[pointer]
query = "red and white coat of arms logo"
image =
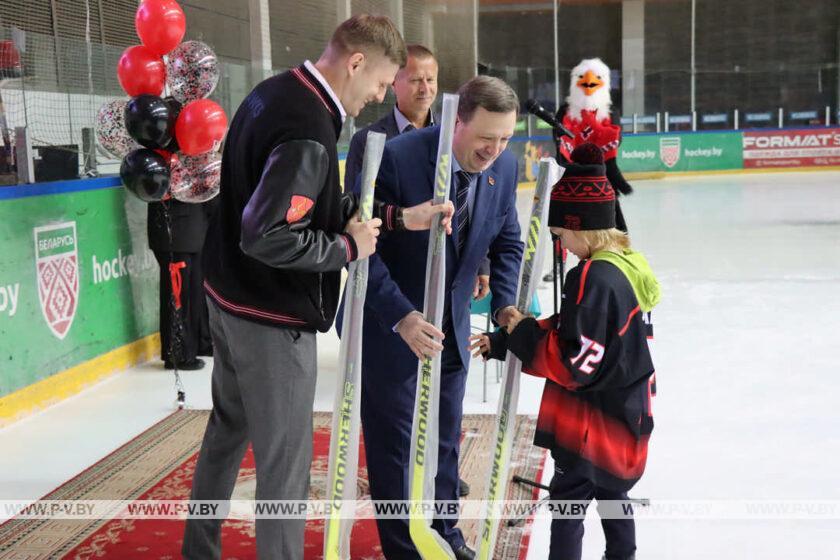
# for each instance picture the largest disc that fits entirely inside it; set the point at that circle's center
(57, 269)
(669, 151)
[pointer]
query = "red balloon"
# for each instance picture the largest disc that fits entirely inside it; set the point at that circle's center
(141, 71)
(200, 127)
(160, 25)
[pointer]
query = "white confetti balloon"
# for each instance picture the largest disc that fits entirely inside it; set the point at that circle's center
(192, 71)
(195, 179)
(110, 129)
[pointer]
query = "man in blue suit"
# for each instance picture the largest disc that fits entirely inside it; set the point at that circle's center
(395, 331)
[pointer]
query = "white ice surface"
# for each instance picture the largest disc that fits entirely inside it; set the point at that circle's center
(747, 339)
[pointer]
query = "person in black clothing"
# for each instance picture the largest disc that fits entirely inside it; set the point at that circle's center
(181, 289)
(273, 260)
(595, 414)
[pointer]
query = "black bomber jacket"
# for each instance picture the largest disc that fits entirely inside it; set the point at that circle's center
(276, 246)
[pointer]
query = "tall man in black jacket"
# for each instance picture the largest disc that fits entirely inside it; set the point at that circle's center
(273, 259)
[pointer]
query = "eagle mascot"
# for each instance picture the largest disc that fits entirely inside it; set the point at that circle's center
(586, 115)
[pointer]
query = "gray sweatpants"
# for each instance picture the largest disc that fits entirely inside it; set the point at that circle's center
(263, 391)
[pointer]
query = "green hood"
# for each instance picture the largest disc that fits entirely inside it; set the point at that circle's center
(637, 270)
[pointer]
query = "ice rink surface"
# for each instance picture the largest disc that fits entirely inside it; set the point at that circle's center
(746, 352)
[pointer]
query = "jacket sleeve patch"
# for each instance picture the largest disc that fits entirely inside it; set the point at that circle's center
(298, 207)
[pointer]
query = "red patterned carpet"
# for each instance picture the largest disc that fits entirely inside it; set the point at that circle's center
(158, 465)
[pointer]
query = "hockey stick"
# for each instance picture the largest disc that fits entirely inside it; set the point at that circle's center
(344, 442)
(532, 260)
(424, 429)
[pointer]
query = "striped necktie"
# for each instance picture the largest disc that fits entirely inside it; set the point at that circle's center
(462, 210)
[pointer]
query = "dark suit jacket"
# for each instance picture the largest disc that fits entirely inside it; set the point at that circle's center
(397, 277)
(188, 222)
(387, 125)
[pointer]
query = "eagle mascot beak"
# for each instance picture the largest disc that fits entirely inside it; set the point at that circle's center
(590, 83)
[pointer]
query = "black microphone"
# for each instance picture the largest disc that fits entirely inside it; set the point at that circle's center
(541, 112)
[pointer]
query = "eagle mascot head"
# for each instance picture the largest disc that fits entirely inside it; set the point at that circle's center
(589, 89)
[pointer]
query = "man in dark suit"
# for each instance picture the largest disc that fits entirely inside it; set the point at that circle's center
(177, 248)
(395, 331)
(415, 88)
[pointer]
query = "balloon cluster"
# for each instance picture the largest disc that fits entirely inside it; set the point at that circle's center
(168, 133)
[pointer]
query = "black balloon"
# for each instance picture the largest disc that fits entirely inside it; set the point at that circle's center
(175, 108)
(150, 120)
(145, 174)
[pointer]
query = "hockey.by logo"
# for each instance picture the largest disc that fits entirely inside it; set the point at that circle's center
(57, 269)
(669, 151)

• • • • • • •

• [THE REQUEST]: Please identify every line above that contains the word "logo" and copy each one in full.

• [SOLUTION TO THIS TASK]:
query = "red and white coat of arms logo"
query = "hockey.by logo"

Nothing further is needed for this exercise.